__Task instructions__. Report every line of the items below that contains the string "panel". Copy each such line in full.

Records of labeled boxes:
— begin —
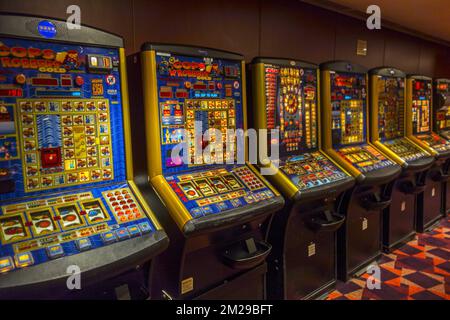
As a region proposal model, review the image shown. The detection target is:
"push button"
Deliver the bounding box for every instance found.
[102,232,116,244]
[0,257,14,273]
[128,225,141,237]
[47,244,64,259]
[16,73,27,84]
[76,238,92,251]
[116,228,130,241]
[16,252,34,268]
[139,222,152,234]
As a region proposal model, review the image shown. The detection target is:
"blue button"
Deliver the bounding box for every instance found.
[76,238,92,251]
[102,232,116,244]
[216,202,228,211]
[0,257,14,273]
[230,199,242,208]
[116,228,130,241]
[203,206,213,214]
[16,252,34,268]
[128,225,141,237]
[47,244,64,259]
[139,222,152,233]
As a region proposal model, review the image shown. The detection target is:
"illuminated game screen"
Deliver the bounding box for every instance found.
[156,53,243,173]
[156,52,274,218]
[412,79,450,152]
[377,77,405,141]
[383,138,428,161]
[331,72,367,147]
[0,39,125,200]
[0,38,155,273]
[264,64,317,157]
[434,82,450,136]
[264,64,347,190]
[412,79,432,134]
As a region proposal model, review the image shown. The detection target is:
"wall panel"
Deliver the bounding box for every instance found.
[0,0,450,78]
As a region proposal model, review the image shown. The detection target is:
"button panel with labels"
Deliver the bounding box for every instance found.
[165,166,275,218]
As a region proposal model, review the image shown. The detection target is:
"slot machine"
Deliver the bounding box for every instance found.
[433,79,450,214]
[250,58,355,299]
[0,15,168,299]
[320,61,400,280]
[129,43,284,299]
[433,79,450,140]
[406,75,450,232]
[370,67,434,248]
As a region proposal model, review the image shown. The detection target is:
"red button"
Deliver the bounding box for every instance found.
[75,76,84,87]
[16,73,27,84]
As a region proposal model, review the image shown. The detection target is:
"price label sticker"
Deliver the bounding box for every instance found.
[362,218,369,231]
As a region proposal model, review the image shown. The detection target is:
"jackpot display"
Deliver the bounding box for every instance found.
[0,16,167,295]
[373,74,430,162]
[406,75,450,232]
[433,79,450,140]
[408,76,450,154]
[320,61,400,280]
[370,67,440,244]
[250,58,354,299]
[329,66,394,173]
[148,47,275,219]
[130,43,284,298]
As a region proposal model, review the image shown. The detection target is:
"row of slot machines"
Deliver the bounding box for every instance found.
[0,15,450,299]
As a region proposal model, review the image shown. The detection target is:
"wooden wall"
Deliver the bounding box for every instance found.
[0,0,450,77]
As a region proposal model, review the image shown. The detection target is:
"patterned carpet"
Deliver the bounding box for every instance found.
[327,217,450,300]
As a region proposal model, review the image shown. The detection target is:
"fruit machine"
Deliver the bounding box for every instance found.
[406,75,450,232]
[433,79,450,214]
[320,61,400,280]
[433,79,450,140]
[250,58,355,299]
[370,67,434,242]
[0,15,168,299]
[129,43,284,299]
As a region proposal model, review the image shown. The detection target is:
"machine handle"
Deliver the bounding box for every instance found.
[305,211,345,232]
[222,238,272,270]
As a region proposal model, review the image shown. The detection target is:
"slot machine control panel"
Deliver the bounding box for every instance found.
[149,47,278,225]
[383,138,429,162]
[0,37,156,277]
[338,145,394,173]
[280,151,348,191]
[165,166,274,218]
[253,58,350,195]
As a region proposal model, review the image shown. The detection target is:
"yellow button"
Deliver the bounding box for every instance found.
[16,252,34,268]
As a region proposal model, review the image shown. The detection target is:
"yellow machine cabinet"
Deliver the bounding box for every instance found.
[406,75,450,232]
[129,44,284,299]
[0,15,169,299]
[320,61,400,280]
[433,79,450,214]
[370,67,440,240]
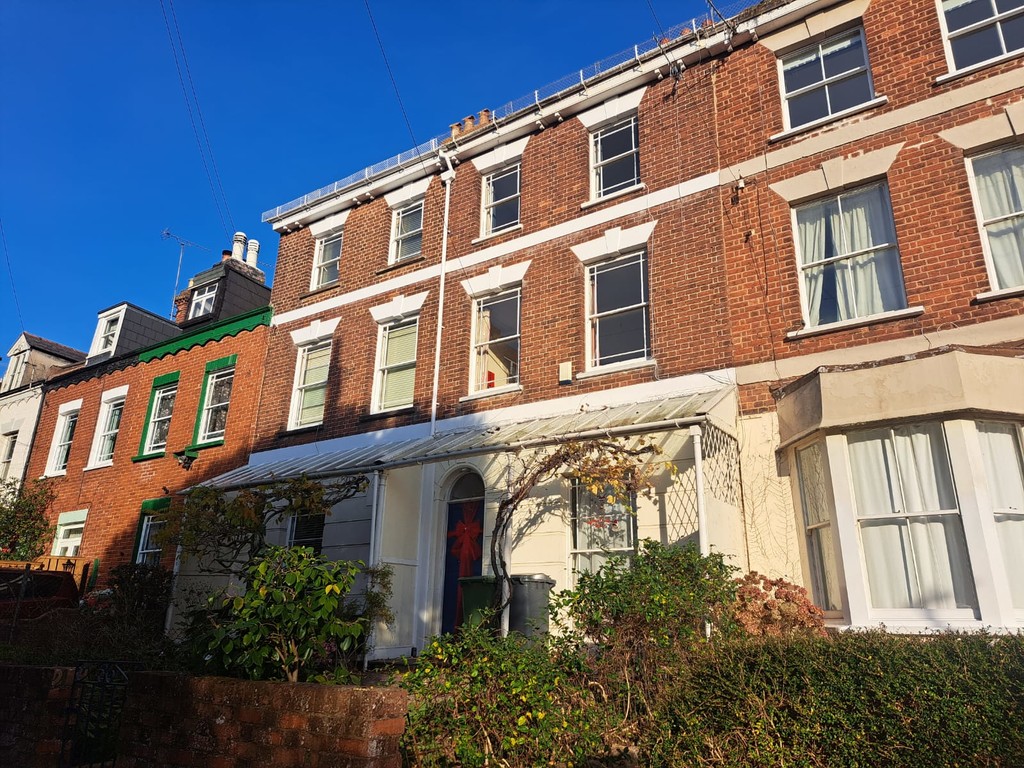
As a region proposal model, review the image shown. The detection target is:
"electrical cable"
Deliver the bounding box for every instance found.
[0,218,25,333]
[160,0,231,238]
— end —
__Response to this task__.
"wall panel"
"button panel with labels"
"slot machine control panel"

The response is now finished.